● Given records:
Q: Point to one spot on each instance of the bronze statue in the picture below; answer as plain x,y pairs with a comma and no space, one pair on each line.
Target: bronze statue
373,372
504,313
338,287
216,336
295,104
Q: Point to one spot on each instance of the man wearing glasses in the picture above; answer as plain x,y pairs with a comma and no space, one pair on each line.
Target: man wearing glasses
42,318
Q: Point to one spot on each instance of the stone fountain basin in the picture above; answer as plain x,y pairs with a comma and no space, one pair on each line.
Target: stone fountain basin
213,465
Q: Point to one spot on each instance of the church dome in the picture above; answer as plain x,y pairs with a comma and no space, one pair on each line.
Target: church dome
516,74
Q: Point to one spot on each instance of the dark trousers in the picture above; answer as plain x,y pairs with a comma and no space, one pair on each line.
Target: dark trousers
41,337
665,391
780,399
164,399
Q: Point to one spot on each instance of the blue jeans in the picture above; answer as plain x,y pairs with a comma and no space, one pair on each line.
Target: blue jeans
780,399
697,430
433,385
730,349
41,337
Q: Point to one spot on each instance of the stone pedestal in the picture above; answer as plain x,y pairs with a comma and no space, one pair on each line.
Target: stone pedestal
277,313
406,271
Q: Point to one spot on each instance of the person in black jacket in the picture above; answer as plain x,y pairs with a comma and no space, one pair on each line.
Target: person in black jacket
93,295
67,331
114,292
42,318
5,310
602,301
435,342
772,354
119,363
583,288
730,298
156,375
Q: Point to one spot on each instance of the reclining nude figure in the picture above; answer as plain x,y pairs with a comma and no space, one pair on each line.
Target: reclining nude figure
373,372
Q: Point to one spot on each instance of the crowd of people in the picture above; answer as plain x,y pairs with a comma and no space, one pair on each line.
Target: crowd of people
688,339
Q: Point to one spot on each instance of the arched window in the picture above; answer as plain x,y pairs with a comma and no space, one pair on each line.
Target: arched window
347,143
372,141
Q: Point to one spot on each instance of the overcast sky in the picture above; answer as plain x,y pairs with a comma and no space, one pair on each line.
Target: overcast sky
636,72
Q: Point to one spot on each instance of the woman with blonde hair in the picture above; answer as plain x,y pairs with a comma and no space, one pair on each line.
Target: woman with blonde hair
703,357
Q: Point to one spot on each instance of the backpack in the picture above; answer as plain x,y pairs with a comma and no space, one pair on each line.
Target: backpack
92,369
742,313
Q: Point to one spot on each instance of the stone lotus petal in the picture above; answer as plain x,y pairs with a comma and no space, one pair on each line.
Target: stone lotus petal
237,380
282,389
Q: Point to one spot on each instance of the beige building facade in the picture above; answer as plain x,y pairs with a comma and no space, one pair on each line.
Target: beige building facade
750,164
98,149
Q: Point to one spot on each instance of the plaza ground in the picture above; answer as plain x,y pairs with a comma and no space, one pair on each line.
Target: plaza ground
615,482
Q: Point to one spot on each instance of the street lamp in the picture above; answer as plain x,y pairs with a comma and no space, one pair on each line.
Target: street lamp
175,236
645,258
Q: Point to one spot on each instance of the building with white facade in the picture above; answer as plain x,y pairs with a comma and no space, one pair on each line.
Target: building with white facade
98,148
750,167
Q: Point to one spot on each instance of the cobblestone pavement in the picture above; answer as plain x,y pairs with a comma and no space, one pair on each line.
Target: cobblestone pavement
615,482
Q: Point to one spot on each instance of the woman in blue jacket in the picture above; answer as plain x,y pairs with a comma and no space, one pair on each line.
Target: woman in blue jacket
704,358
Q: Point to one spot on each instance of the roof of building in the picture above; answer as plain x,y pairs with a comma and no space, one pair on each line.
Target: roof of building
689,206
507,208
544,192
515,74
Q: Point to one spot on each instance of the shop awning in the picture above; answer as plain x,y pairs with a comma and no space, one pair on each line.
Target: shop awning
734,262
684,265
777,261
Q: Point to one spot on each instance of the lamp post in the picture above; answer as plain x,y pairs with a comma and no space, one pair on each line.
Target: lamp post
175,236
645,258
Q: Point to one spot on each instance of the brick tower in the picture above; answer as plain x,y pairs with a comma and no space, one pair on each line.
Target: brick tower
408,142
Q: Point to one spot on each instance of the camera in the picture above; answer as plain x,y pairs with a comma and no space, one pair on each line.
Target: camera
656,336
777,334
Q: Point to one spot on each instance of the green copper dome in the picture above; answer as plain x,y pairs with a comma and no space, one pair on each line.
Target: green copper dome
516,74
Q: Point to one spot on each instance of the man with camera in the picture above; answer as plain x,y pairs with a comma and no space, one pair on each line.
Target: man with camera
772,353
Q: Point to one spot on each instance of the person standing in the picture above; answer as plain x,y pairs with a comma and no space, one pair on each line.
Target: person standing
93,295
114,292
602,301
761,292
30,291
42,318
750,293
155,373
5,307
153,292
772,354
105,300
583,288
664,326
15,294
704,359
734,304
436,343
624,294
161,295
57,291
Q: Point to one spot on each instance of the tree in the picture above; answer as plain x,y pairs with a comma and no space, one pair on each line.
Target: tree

● Exercise instructions: Substitute "Object" for every "Target" in the listing above, and reproduce the rest unchanged.

● Exercise response:
Q: Point to one spot on each instance of the bronze statue in the picture below; answer as plain x,y pairs with a comma and no space, one pair on each line.
Object: bronze statue
373,372
504,313
338,287
216,336
295,104
Q: Point to one spot on each instance of the man wearing glasses in the picture above; answer as plain x,y pairs with a comma and no space, one pair on each line.
Object: man wearing glasses
42,318
Q: Point to one spot on each instance of the stone fountain basin in the picture above; answer as plain x,y pairs with a comma and no space, one pair on each line.
Object: stone fountain basin
213,465
Q: Point to one spot on each instance of the church dome in the picture above; answer as plain x,y pairs with a comma and no space, one pair on each line.
Object: church dome
516,74
Q: Point to one spot on each instance of the dark trousers in the picture above; answer as plain x,y pairs with a comma and no space, one pair on each line.
Object: dark trousers
41,337
665,391
780,399
164,399
Q: Point to one spot on each instance of the blue jeans in the picture above; answer as plain x,y pairs with a comma and no space, one pair on each line.
Object: blue jeans
780,399
697,430
433,385
730,349
41,337
Q: Point to one spot on each instance of the stone pedestal in the picture above; answer as plain x,y pairs with a comma and no space, one pair on each line.
Object: stone pedestal
277,313
406,271
Q: Point to one spot on each instance of the person in black jacket in the picture above; answer as plain x,y pairs with a comma and no space, one pair on each line.
Object: person in black jacket
93,295
67,331
114,292
42,318
5,310
602,301
435,342
772,354
119,363
583,288
730,298
156,375
Q: Point to one spot on each instance of the reclining nude figure in the picture above; answer as plain x,y pairs with a comma and no space, one pair on each line.
Object: reclining nude figure
373,372
Q: Point to one spot on each instance of the crowd of people in the picture above; answer as plain x,y pairs with a comma and no space, one pair on each line.
Object: crowd of people
688,339
Q: Point to one spot on each instance of the arched window in the picture above; answer as plain x,y pairs with a comma and no space, one pair on each line.
Object: arched window
347,143
372,141
Q: Point to one spot on each instance of the overcast sky in the picture above; answer as plain x,y pairs with a comma and no space, one pair on each line.
Object: overcast sky
636,72
Q: Point to one spot on each instance of the woman with blonde hair in the picture above; answer as plain x,y pairs with a comma and no space, one pair on each line.
Object: woman with blonde hair
703,357
Q: Point to one spot on each instance of the backpack in the picture above; answer as plain x,y pairs with a comma and no space, one pair on each line.
Object: backpack
92,369
742,313
Q: Point to one spot on each instance of the stone lotus petal in the picture above; answer as plain x,y pairs with a comma and no space, one pair on each line.
Object: stone lotus petal
237,380
282,389
Q: Point to one spot on each instance of the beige building facade in the picture above; answer as plain x,y pairs with a comma and no space, one pair on each line.
Object: beige building facade
750,164
98,149
Q: Point to one spot on each instance of the plaza ground in the picture above; answer as plain x,y pairs with a comma and no space, one pair on each line.
Object: plaza ground
615,482
Q: Point to one spot on each instance of the street lamp in the picture above; answer as plain x,y pairs with a comma and no space, one pair on each line.
Object: street lamp
175,236
645,258
Q: Point to one spot on each instance of the building with white facade in the picture above; answer as plain x,y pairs with a comma and no space, one pair on each line.
Object: building with white facade
98,148
750,167
Q: Point to one spot on each instance of the cobblestone pavement in the picture above; answer as plain x,y pairs with a comma and no space, one pair on each line.
Object: cobblestone pavement
615,482
Q: Point to one spot on each instance of the woman in blue jacket in the picture above; answer as plain x,y pairs with a comma and no space, one pair on each line.
Object: woman in blue jacket
704,358
Q: Point to one spot on each instance of the roof of building in the picture above; answer as plain x,y pairs with a comma and no space, one pair on each line.
Object: roof of building
689,206
507,208
544,192
515,74
Q: Point to one spot on each instance of the shop awning in the picture above; answer as plain x,y pairs with a comma and no space, one pair on each line.
Object: shop awning
734,262
684,265
777,261
Q: Point to one spot on each instance of the lamp post in the picture above; answer as plain x,y pairs with a comma and no space, one pair on each line.
Object: lamp post
175,236
645,258
Q: Point to one spot on each instance of the brick tower in the picture above; answer as plain x,y pairs with a comma and no space, one pair on each line.
Object: brick tower
408,142
Q: Point to one spot on each instance of the camera in the picture above; answer as plain x,y pairs with a comma and no space, one pair on each line.
Object: camera
656,336
777,334
Q: Point to one spot on each instance of the green copper dome in the picture above; answer as plain x,y pairs with a comma and no space, one pair on each line.
Object: green copper dome
516,74
Q: Point to one spot on each instance of the man with camera in the picture above; answer as plain x,y pairs with a comma and no space, one pair on each line.
Object: man with camera
772,353
Q: Point to one spot on each instance of the person standing in the picture above; answer as plain x,y pairs with a comma and no space, one pair on each line.
Object: person standing
93,295
114,292
602,301
761,292
30,291
42,318
750,293
155,373
5,307
153,292
772,354
105,300
583,288
664,326
15,294
704,359
734,304
436,343
624,294
161,295
57,291
Q: Point to one spot on each instance of the tree in the picture above; answer as plain x,y pairs with a comma and no space, one pair on each line.
Object: tree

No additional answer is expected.